Show each line of the entries below that contains the word "blue". Matches are case-sensitive.

__________

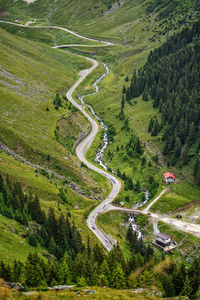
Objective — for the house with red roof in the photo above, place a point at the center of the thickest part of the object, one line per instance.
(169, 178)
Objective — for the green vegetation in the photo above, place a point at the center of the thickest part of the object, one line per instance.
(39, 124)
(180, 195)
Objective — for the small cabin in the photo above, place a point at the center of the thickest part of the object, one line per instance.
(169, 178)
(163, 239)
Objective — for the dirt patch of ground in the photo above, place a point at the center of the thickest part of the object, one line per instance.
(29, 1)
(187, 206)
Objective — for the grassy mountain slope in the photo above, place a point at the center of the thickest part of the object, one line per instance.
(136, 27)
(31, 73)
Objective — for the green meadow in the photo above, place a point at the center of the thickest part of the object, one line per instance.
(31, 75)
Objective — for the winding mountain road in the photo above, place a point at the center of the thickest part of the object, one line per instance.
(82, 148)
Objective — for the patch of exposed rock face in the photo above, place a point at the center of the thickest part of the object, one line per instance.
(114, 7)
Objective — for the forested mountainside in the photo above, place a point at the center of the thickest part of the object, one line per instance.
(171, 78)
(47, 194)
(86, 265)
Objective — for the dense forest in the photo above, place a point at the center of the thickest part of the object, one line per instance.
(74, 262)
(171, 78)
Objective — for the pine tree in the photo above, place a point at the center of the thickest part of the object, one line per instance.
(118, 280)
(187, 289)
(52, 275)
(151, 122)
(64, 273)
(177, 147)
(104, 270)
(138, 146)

__________

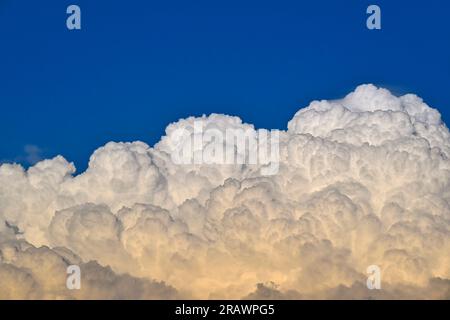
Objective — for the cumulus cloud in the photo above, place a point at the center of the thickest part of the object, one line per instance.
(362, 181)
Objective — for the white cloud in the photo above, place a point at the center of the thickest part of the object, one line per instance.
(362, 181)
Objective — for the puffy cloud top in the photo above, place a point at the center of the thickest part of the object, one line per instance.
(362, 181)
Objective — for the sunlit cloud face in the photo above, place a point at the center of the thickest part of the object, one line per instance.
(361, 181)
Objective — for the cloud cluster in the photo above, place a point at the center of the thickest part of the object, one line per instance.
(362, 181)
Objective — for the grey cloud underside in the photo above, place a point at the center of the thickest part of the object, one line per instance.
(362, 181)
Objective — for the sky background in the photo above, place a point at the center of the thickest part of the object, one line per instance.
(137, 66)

__________

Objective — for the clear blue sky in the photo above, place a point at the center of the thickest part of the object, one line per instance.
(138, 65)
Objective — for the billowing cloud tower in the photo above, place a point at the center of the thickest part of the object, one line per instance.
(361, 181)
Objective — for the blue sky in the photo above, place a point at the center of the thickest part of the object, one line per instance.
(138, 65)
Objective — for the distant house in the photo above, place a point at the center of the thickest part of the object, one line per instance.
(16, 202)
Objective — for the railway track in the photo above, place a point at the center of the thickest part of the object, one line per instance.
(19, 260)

__________

EXERCISE SOLUTION:
Objective — for the clear blue sky in the photo above, place a point at the center of the thickest part of the object, one line per instance.
Objective — for the blue sky in the photo above, place a point at the center of the thickest part of the object, one line per instance.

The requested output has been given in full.